Not in a million years could I imagine such an advertisement for beds playing here in Australia. Not that we’re all uptight prudes, but frankly, we seem to prefer our homebirths demonised. This amazing ad is from Spain. Salut!
My current Internet addiction is easy-peasy birth videos. I’ve watched hours of them, sometimes until two in the morning, unable to leave the glow of their optimism and the nurturing warmth of my computer screen. In an effort to improve my response to birth after my previous experience of a long, posterior labour I am seeking out the most contented looking birth videos I can find and cramming them into my head. And I have very high standards, one pained sounding moan or groan and I’m all “that will do from you, next, what else you got YouTube?”. The bed ad here definitely makes the cut (and hat tip to lauredhel).
This obsession has led me down paths I’ve never much ventured before, like hypnobirthing and freebirthing, places where glowing optimism thrives and my cynicism waits politely outside. I’m also reading lots of positive birthing books, some of which I read last time when I was going to a birth centre, but this time with more fervour. My favourite so far is Birthing From Within which is sooo hippy-dippy with all its birth art and such but which I love regardless with my dark little heart for the way it tackles issues around fear (yeah, issues, I has ‘em).
Be warned though. I have been surprised by the manner in which some very women-centred birthing books have managed to also be rather anti-feminist – eg. heavy anti-abortion rhetoric, the fetishism of ‘primitive cultures’, frequent use of deeply patronising and blaming tones (particularly about the need for perineal stretching and Kegels exercises), and guilt trips that over-play the links between birth/parenting choices and later outcomes for children. This is not to say that the more hospital-centred birthing books aren’t also frequently anti-feminist, but they don’t have a monopoly on that particular charge.
What a beautiful commercial.
It’s nice to see something like that.
That commercial is stunningly wonderful.

> [Information given]:
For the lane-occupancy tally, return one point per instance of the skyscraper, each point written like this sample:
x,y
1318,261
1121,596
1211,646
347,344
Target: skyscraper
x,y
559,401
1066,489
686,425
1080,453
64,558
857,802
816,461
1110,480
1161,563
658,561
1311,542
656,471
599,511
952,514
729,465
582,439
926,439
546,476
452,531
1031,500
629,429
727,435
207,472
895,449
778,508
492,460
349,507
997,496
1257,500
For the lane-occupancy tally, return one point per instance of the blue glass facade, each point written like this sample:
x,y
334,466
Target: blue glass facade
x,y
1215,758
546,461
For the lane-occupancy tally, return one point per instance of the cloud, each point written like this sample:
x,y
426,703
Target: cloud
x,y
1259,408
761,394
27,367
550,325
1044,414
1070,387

> [Task set]:
a) Do these statements agree with the post about birth videos? Answer yes or no for each, quoting the words of the post that decide it.
(i) The bed advertisement comes from Spain.
(ii) The writer's previous labor was short.
(iii) The writer's favorite book so far is Birthing From Within.
b) Please extract the portion of the post about birth videos that opens with the words "This obsession has" and ends after the words "I has ‘em).".

> [Solutions]:
a)
(i) Yes: "This amazing ad is from Spain."
(ii) No: "my previous experience of a long, posterior labour"
(iii) Yes: "My favourite so far is Birthing From Within"

b)
This obsession has led me down paths I’ve never much ventured before, like hypnobirthing and freebirthing, places where glowing optimism thrives and my cynicism waits politely outside. I’m also reading lots of positive birthing books, some of which I read last time when I was going to a birth centre, but this time with more fervour. My favourite so far is Birthing From Within which is sooo hippy-dippy with all its birth art and such but which I love regardless with my dark little heart for the way it tackles issues around fear (yeah, issues, I has ‘em).